■ Your instructions: Reproduce the data below, substituting "Category" for every occurrence of "Target" and changing nothing else.

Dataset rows

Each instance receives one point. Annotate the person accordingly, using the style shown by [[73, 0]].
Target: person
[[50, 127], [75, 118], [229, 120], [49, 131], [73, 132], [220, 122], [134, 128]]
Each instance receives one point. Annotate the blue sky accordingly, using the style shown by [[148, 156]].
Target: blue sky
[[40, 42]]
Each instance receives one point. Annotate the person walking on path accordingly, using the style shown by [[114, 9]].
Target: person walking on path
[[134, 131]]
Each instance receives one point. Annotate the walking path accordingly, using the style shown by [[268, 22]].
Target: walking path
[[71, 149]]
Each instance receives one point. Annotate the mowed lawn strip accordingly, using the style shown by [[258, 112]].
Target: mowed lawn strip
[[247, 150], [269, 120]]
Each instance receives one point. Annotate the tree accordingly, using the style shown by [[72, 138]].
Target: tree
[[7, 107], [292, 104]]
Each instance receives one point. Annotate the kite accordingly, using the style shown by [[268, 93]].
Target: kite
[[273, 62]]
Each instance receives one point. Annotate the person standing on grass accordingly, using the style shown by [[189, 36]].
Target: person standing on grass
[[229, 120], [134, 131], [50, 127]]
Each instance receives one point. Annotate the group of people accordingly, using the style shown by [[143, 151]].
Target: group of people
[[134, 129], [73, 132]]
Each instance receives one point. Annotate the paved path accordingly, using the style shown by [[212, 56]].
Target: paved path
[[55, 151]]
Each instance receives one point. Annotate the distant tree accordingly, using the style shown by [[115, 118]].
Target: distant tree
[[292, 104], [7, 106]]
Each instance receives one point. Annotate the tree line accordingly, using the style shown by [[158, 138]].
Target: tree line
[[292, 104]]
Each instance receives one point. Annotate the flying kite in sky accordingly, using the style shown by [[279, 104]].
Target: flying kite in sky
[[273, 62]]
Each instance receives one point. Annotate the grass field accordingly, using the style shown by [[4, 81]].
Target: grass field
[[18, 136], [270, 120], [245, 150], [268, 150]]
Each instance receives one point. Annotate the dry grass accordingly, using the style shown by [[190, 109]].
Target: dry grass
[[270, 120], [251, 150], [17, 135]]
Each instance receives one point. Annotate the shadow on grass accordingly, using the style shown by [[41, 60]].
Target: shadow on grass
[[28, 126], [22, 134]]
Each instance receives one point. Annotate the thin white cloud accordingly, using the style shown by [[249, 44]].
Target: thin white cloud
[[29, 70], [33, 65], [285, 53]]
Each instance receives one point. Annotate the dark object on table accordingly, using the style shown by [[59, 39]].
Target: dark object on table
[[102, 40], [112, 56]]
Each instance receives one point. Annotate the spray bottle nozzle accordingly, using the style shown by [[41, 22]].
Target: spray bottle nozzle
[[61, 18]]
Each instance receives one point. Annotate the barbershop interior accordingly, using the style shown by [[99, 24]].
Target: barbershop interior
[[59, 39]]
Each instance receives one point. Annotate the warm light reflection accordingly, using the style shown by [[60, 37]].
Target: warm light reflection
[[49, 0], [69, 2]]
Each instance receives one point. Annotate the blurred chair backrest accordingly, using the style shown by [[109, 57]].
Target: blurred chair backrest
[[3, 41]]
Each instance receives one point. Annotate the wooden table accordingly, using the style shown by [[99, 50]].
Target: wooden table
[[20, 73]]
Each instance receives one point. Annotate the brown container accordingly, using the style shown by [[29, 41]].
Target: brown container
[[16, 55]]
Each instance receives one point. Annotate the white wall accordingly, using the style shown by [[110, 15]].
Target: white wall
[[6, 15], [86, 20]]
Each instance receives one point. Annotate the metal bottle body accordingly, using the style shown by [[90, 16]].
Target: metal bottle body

■ Solution below:
Each instance receives one point. Annotate the person accordingly, using the style shown by [[73, 0]].
Category: person
[[50, 127], [75, 118], [229, 120], [49, 131], [73, 132], [220, 122], [134, 128]]
Each instance receives one point. Annotate the blue sky accordingly, using the style shown by [[148, 156]].
Category: blue sky
[[40, 42]]
Each instance receives one point. Annotate the person walking on path accordingly, using the style shown by [[114, 9]].
Category: person walking on path
[[134, 131]]
Each instance receives one point. Annotate the walking path accordingly, using the style shown by [[268, 22]].
Category: walking path
[[71, 149]]
Each instance receives one point. Annotate the mowed lawn strip accordingly, using the style shown by [[258, 112]].
Category: mowed lawn strip
[[247, 150], [269, 120]]
Each instance receives one point. Annotate the tree accordingly, using the style shown by [[72, 138]].
Category: tree
[[7, 107], [292, 104]]
Each instance receives one point. Annotate the kite accordingly, using the style shown by [[268, 93]].
Category: kite
[[273, 62]]
Each instance receives one point. Annotate the person standing on grass accordingly, using the style shown by [[189, 36]].
Category: person standing on grass
[[229, 120], [134, 131], [50, 127]]
Each instance receives one point. Annotate the group of people accordingly, using the style shown by [[143, 151]].
Category: group of people
[[134, 129], [73, 132]]
Each instance receives one point. Annotate the paved path accordingly, using the style shown by [[212, 56]].
Category: paved path
[[55, 151]]
Each instance receives one point. Annotate the distant tree accordingly, using the style shown by [[115, 118]].
Category: distant tree
[[292, 104], [7, 106]]
Each instance receives one point. Annotate the tree line accordingly, using the style shown by [[158, 138]].
Category: tree line
[[292, 104]]
Each instance receives one point. Annotate the flying kite in sky accordingly, using the style shown by [[279, 104]].
Category: flying kite in sky
[[273, 62]]
Each instance receives one point. Annotate the grass field accordingly, using the style shown by [[4, 81]].
Category: grass field
[[18, 136], [270, 120], [245, 150], [268, 150]]
Each instance receives one point. Annotate the dry grass accordingly, using the style shown by [[190, 109]].
Category: dry grass
[[270, 120], [251, 150], [17, 135]]
Each instance receives one point. Annotate the shadow on grass accordingly, using the style shown by [[41, 60]].
Category: shadow on grass
[[28, 126], [22, 134]]
Each instance receives one point. Annotate the thin white cloud accordingly, using the style shown by [[249, 44]].
Category: thin white cloud
[[29, 70], [33, 65], [285, 53]]
Each instance receives one point. Annotate the dark object on table accordingly, using the style shown by [[59, 39]].
Category: dark object on table
[[102, 40], [112, 56]]
Each instance receives one point. Annotate the spray bottle nozzle accordingly, using the style shown by [[41, 22]].
Category: spray bottle nozzle
[[61, 18]]
Each instance receives one point. Annotate the barbershop interior accordingly, using the style shown by [[99, 24]].
Category: barbershop interior
[[59, 39]]
Each instance receives one point. Annotate the warm light reflection accordingly, using the style shown by [[60, 37]].
Category: warm light reflection
[[49, 0], [69, 2]]
Each instance receives one point. Annotate the blurred chair backrest accordingly, using the style shown by [[109, 57]].
Category: blurred chair backrest
[[3, 41]]
Each instance receives one point. Annotate the wooden table accordingly, using the style shown by [[99, 50]].
Category: wooden table
[[20, 73]]
Each instance receives one point. Annotate the brown container accordingly, using the style shown by [[29, 41]].
Category: brown container
[[16, 55]]
Each instance receives one point. Annotate the white wall accordingly, using the style shown by [[110, 15]].
Category: white wall
[[6, 15], [86, 20]]
Each instance receives one point. Annotate the metal bottle body accordingly, using the style shown by [[90, 16]].
Category: metal bottle body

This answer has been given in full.